Exercise details: Images embedded in the records are excluded; print everything else exactly as given.

Extracted records:
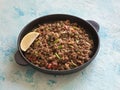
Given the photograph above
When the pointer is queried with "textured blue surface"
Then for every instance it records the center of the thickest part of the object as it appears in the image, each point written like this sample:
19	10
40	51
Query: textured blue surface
102	74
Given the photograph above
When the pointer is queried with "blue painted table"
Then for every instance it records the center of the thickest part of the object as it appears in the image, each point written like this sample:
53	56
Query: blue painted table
102	74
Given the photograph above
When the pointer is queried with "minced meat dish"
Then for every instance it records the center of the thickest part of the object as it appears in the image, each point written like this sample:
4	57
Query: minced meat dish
61	45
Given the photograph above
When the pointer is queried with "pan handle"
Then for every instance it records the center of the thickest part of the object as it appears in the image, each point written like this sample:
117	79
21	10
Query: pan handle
19	59
94	24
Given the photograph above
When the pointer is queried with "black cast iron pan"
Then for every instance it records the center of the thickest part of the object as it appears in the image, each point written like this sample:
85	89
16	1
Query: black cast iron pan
90	26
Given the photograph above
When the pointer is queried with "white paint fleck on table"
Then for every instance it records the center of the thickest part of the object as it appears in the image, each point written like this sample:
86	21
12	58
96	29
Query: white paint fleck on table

Answer in full:
Given the photograph above
When the pointer is queried with "textured blue surface"
Then for every instance it records the center of the thickest part of the object as it appears in the image, each point written like this sample:
19	10
40	51
Query: textured blue surface
102	74
Given the photograph above
When the pointer is queried with "blue painted table"
Then for every instance it records the center of the thickest part of the object as it appears in the image, each point written like this sample:
53	56
Query: blue painted table
102	74
Given the photograph above
When the pointer is queried with "minced meat dish"
Then for every instance it records the center of the thickest part of the object as it appears in the image, each point written like this sample:
4	57
Query: minced meat dish
61	45
Given the photograph above
When the pointer is queried with "pan handle"
Then for every instance it records the center of the thickest part of the object as it appears in the image, each point written like this sample:
117	79
21	10
Query: pan handle
19	59
94	24
Given the photograph above
When the pointer is queried with "black cast iron pan"
Then for every instance it records the center of the thickest part of the object as it appears in the image, each point written like this sample:
85	89
16	1
Query: black cast iron pan
90	26
Given the photograph above
When the pointer is queried with "white paint fleck on table"
Then for every instance it records the center of the thickest part of the object as it appears in the image, each point written like this sample:
86	21
12	58
96	29
Query: white paint fleck on table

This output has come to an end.